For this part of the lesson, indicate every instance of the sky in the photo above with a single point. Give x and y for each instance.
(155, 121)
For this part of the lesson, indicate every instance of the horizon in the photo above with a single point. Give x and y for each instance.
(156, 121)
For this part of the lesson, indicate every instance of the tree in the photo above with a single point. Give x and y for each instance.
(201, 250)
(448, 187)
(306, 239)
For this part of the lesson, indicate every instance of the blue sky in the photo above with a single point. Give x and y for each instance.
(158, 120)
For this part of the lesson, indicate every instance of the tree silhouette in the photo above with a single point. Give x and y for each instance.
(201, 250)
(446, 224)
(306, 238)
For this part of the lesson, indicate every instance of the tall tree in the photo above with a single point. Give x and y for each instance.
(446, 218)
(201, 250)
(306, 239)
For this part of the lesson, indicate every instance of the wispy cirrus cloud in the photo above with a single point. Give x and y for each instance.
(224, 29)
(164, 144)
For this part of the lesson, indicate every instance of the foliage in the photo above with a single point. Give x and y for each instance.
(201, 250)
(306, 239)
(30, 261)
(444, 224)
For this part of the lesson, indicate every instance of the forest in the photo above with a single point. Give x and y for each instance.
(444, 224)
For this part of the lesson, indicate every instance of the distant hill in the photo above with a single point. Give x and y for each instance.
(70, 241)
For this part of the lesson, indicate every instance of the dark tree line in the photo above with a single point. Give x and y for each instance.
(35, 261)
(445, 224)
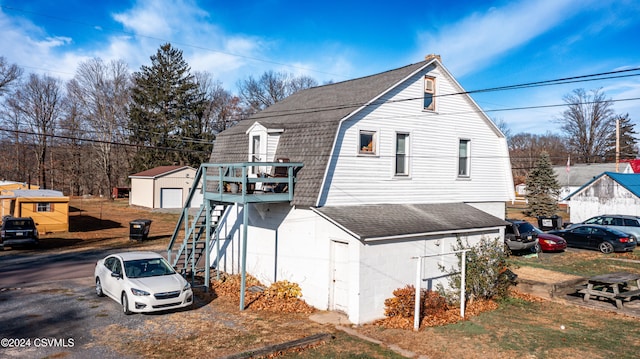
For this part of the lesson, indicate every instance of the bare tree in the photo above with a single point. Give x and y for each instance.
(100, 94)
(9, 74)
(271, 87)
(223, 109)
(526, 148)
(587, 122)
(37, 104)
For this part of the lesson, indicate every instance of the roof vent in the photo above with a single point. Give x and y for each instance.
(433, 56)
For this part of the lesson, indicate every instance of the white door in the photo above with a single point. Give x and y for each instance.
(339, 293)
(171, 198)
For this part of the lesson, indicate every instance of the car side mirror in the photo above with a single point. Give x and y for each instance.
(116, 275)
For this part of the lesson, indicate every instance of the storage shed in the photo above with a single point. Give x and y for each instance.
(163, 187)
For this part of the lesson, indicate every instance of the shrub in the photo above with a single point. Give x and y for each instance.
(487, 275)
(402, 304)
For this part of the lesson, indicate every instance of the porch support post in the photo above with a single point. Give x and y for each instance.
(416, 310)
(463, 278)
(245, 220)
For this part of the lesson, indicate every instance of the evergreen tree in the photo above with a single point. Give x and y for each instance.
(542, 188)
(628, 142)
(166, 113)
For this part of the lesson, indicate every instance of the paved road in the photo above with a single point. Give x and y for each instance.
(24, 269)
(50, 309)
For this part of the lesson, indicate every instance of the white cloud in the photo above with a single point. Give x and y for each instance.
(478, 39)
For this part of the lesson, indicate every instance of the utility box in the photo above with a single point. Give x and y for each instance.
(139, 229)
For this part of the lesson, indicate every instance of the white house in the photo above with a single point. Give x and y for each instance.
(163, 187)
(396, 166)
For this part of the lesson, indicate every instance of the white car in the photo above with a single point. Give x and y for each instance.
(141, 282)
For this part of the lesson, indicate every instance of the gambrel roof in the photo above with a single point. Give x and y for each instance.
(310, 120)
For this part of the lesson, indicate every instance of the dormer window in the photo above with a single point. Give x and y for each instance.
(429, 93)
(368, 143)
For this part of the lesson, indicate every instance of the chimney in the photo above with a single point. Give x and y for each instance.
(433, 56)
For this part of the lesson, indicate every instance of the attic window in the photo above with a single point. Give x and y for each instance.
(44, 207)
(367, 144)
(429, 93)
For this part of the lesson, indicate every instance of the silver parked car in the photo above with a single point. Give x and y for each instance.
(621, 222)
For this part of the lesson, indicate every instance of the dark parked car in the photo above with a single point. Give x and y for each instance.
(521, 236)
(18, 232)
(604, 239)
(550, 243)
(624, 223)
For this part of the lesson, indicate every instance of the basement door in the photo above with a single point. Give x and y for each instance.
(171, 198)
(339, 292)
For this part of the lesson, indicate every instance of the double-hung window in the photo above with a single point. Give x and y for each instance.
(429, 93)
(463, 158)
(402, 154)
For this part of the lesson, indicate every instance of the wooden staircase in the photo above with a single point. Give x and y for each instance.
(190, 256)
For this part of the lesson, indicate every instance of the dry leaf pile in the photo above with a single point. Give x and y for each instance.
(280, 297)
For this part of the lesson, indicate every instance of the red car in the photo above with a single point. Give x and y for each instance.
(550, 242)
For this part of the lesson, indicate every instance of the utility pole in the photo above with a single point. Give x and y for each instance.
(617, 143)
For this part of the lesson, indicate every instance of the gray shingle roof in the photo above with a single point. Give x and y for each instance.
(310, 120)
(367, 222)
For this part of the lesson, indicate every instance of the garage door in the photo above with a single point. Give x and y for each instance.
(171, 198)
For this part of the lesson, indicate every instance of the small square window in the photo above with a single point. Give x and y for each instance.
(367, 143)
(44, 207)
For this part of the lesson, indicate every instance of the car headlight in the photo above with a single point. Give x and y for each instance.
(139, 292)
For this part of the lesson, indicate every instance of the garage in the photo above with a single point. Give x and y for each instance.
(164, 187)
(171, 198)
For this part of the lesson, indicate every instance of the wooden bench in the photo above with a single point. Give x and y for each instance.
(628, 294)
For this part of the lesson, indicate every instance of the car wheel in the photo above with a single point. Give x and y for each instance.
(99, 291)
(536, 248)
(605, 247)
(125, 304)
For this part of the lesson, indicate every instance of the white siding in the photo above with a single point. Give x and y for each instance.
(299, 250)
(434, 139)
(141, 193)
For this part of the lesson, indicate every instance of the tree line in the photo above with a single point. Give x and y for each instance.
(88, 134)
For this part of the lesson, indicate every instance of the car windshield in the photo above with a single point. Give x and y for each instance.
(152, 267)
(526, 227)
(18, 224)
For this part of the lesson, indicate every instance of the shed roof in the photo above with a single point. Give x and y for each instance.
(582, 173)
(385, 221)
(160, 171)
(630, 181)
(310, 120)
(37, 193)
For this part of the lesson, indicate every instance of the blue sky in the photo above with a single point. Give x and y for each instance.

Short task: Put all the lines above into a numbered list, skipping any blank lines and leaving out the pictures.

Output below:
1. For this part of the lesson, indicate every instance of the sky in the photo above with a single point. Give x and y for each instance.
2. (155, 121)
3. For this part of the lesson, indicate every instance of the horizon in the photo above with a single point. Give x and y for each instance.
4. (156, 121)
5. For this part of the lesson, indicate every instance of the tree in the photo above with a single point. Give x and y for each instance.
6. (201, 250)
7. (448, 187)
8. (306, 239)
9. For this part of the lesson, indicate every instance of the blue sky in the photo above with a single point. Give x and y for each instance.
10. (158, 120)
11. For this part of the lesson, indicate every instance of the tree silhouette in the photo above with a single point. Give x and y for each instance.
12. (201, 250)
13. (446, 224)
14. (306, 238)
15. For this part of the lesson, indicate every instance of the tall tree in the photo above with a single point. Give x and y for each instance.
16. (446, 218)
17. (201, 250)
18. (306, 239)
19. For this part of the lesson, indicate every instance of the wispy cirrus cloud in the photo above with a single point. Give x and y for each instance.
20. (224, 29)
21. (164, 144)
22. For this part of the lesson, indicate every instance of the foliage in the photo above with a single point. Give x and y for each instance.
23. (201, 250)
24. (306, 239)
25. (30, 261)
26. (444, 224)
27. For this part of the lesson, indicate every instance of the forest in the photo above with a single point. Give x and y for each instance.
28. (444, 224)
29. For this part of the lesson, indicate every instance of the distant hill in the photo above with a single point. Give x and y for each instance.
30. (70, 241)
31. For this part of the lesson, indicate every instance of the dark tree line in the photo above with a single point. Give x and y for each instance.
32. (35, 261)
33. (445, 224)
34. For this part of the lesson, indicate every instance of the bare tree in the photo above with a single point. Give x and y for each instance.
35. (100, 94)
36. (9, 74)
37. (271, 87)
38. (223, 109)
39. (526, 148)
40. (587, 122)
41. (37, 104)
42. For this part of the lesson, indicate every instance of the roof vent in the photo above with a single point. Give x and y for each instance.
43. (433, 56)
44. For this part of the lesson, indicate every instance of the white door in the photo above with a single point. Give x and y for each instance.
45. (339, 293)
46. (171, 198)
47. For this part of the lesson, indicate every instance of the car side mirror in the photo above with a single point. Give x and y for each instance.
48. (116, 275)
49. For this part of the lesson, indicate every instance of the storage shed in the photo above with a single point. Give x and y for each instance.
50. (163, 187)
51. For this part of the lesson, indicate every instance of the shrub in the photo above with a single point. Give x and y for each instance.
52. (487, 275)
53. (402, 304)
54. For this part of the lesson, indicate every instance of the porch support post in the photo above with a single point. Give x and y for each instance.
55. (416, 310)
56. (463, 278)
57. (245, 220)
58. For this part of the lesson, indicate every instance of the evergreen tree in the photo above with a single point. Give x and y for each instance.
59. (542, 188)
60. (628, 142)
61. (166, 113)
62. For this part of the lesson, indicate every instance of the paved road in the photo above with a single point. Give x and y for each instance.
63. (24, 269)
64. (50, 309)
65. For this part of the lesson, indicate every instance of the white cloud in the photo above with a single point. Give x and y for each instance.
66. (478, 39)
67. For this part of the lesson, indicate every instance of the utility box in the photo above with a single point. Give x and y for each instance.
68. (139, 229)
69. For this part of the lesson, indicate every instance of the white house in the photo above with a single point. Give x and y for each instance.
70. (163, 187)
71. (396, 166)
72. For this part of the lesson, indicate every instance of the white car in the photo above with a single point. Give x and y for each instance.
73. (141, 282)
74. For this part of the lesson, indicate every instance of the gambrel roof in the photo above with a single point. Give x and y for each instance.
75. (310, 120)
76. For this part of the lesson, indicate every instance of the dormer window in the photo above with a single point. Give x and y for each instance.
77. (429, 93)
78. (368, 143)
79. For this part of the lesson, indicate every instance of the chimney in the photo above with a single point. Give x and y for each instance.
80. (433, 56)
81. For this part of the lesson, indicate every instance of the attic window in the photo above with a single point. Give x and y for each instance.
82. (44, 207)
83. (367, 144)
84. (429, 93)
85. For this part of the lesson, indicate every instance of the silver parked car in the photo above with a single point. Give x and y for each instance.
86. (621, 222)
87. For this part of the lesson, indicate every instance of the dark parked car in the photo above with a single point. Give x and y for each instance.
88. (521, 236)
89. (18, 232)
90. (604, 239)
91. (550, 243)
92. (624, 223)
93. For this part of the lesson, indicate every instance of the basement door in the photo above with a single point. Give x and y for each instance.
94. (171, 198)
95. (339, 292)
96. For this part of the lesson, indicate every instance of the double-hung window in the photo above with a single point. Give x and y for each instance.
97. (429, 93)
98. (463, 158)
99. (402, 154)
100. For this part of the lesson, indicate every instance of the wooden staircase in the photo above with a single point. Give x and y for each instance.
101. (190, 256)
102. For this part of the lesson, indicate every instance of the dry leaf pile in the photo above with a single point. Give x and y for each instance.
103. (280, 297)
104. For this part of the lesson, indicate every instance of the red car in the photo above with a single point. Give x and y for each instance.
105. (550, 242)
106. For this part of the lesson, indicate every instance of the utility pole in the photo above with a single point. Give x and y for each instance.
107. (617, 143)
108. For this part of the lesson, indicate every instance of the gray shingle roof in the photo above with a single point. Give x and y for each instance.
109. (310, 120)
110. (367, 222)
111. For this part of the lesson, indicate every instance of the garage door in the photo above with a single point. Give x and y for each instance.
112. (171, 198)
113. For this part of the lesson, indicate every instance of the small square window in the photo above with a single point. Give x and y for each instance.
114. (367, 143)
115. (44, 207)
116. For this part of the lesson, indicate every instance of the car headlight in the photo above with a single point. Give x and y for each instance.
117. (139, 292)
118. For this part of the lesson, indicate every instance of the garage in the photo above with a single point. Give x and y for each instance.
119. (164, 187)
120. (171, 198)
121. For this part of the lesson, indicate every instance of the wooden bench in the photo above with a single point. Give x and y for each instance.
122. (628, 294)
123. For this part of the lesson, indicate every instance of the car wheel in the photo above with a single point. Give x and y for each instance.
124. (99, 291)
125. (536, 248)
126. (605, 247)
127. (125, 304)
128. For this part of the lesson, indicate every instance of the white siding in the photo above with a single point. Give x and y for each instance.
129. (299, 250)
130. (434, 139)
131. (141, 193)
132. For this part of the lesson, indicate every instance of the tree line in the photo above with a single point. Give x and y for each instance.
133. (88, 134)
134. For this part of the lesson, indicate every instance of the car windshield in the photo above with a single point. Give x and y for each instance.
135. (152, 267)
136. (526, 227)
137. (18, 224)
138. For this part of the lesson, indicate every instance of the shed roof in the photo above with a single point. Give x and y for each instance.
139. (582, 173)
140. (385, 221)
141. (160, 171)
142. (630, 181)
143. (310, 120)
144. (37, 193)
145. For this part of the lesson, indicate every instance of the blue sky in the photo above with a single point. Give x and y for each instance.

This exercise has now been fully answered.